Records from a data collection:
--- --- ---
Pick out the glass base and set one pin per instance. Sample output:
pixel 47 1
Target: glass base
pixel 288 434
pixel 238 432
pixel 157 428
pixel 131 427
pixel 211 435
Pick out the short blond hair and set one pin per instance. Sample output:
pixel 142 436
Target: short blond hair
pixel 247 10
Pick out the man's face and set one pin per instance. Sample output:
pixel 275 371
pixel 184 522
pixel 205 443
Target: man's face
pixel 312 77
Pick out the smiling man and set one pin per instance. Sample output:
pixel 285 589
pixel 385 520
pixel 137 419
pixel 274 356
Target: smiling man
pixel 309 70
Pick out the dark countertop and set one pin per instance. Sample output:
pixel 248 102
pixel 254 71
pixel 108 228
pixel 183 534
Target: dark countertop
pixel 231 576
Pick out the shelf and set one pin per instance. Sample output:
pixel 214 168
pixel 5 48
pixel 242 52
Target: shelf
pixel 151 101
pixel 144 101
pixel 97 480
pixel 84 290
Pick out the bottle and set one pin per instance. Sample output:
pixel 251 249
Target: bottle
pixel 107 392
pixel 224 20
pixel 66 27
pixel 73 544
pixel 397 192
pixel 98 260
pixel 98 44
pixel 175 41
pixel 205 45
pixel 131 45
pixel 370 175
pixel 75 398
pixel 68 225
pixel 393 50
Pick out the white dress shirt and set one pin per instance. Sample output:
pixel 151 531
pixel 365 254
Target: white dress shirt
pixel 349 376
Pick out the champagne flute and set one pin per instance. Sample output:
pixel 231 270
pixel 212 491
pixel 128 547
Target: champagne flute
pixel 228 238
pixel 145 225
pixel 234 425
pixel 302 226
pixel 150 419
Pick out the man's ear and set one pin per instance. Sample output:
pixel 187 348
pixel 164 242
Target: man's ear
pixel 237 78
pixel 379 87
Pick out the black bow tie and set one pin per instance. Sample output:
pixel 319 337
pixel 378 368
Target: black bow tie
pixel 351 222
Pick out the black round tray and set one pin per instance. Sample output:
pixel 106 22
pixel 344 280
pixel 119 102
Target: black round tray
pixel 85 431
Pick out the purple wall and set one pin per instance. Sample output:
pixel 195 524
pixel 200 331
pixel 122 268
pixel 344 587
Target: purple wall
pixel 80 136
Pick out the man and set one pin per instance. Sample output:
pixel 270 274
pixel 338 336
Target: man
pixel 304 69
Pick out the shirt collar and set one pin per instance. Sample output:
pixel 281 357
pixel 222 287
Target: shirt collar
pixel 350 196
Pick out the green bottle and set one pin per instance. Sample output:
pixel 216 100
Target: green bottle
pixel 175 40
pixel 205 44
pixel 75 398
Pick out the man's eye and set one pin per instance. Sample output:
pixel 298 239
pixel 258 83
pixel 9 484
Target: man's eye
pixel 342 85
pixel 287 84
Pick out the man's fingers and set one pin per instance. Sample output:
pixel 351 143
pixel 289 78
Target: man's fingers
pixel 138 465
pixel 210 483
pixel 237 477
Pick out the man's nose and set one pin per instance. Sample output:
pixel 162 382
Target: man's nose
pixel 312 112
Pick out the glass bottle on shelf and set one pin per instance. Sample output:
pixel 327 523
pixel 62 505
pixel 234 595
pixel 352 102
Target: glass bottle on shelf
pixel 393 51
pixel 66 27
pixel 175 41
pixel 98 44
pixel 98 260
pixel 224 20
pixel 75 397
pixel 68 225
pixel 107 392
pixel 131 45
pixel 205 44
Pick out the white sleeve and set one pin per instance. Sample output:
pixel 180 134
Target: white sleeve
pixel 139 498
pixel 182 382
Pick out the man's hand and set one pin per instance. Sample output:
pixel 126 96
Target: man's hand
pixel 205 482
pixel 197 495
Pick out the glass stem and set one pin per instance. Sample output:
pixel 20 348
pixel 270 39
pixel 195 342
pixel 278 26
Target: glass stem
--- --- ---
◆ Problem ◆
From the records above, give again exactly the lines running from the line with "pixel 184 522" to the line with "pixel 242 52", inclusive.

◆ The answer ◆
pixel 184 522
pixel 205 443
Target: man's face
pixel 312 77
Pick out the smiling man and set one pin per instance. Sample output:
pixel 285 589
pixel 385 520
pixel 137 419
pixel 274 356
Target: smiling man
pixel 309 70
Pick out the dark countertop and set one pin per instance. Sample output:
pixel 248 102
pixel 254 71
pixel 108 228
pixel 183 534
Target: dark countertop
pixel 231 576
Pick out the shelf and set one pin per instance. Sample output:
pixel 214 168
pixel 5 48
pixel 242 52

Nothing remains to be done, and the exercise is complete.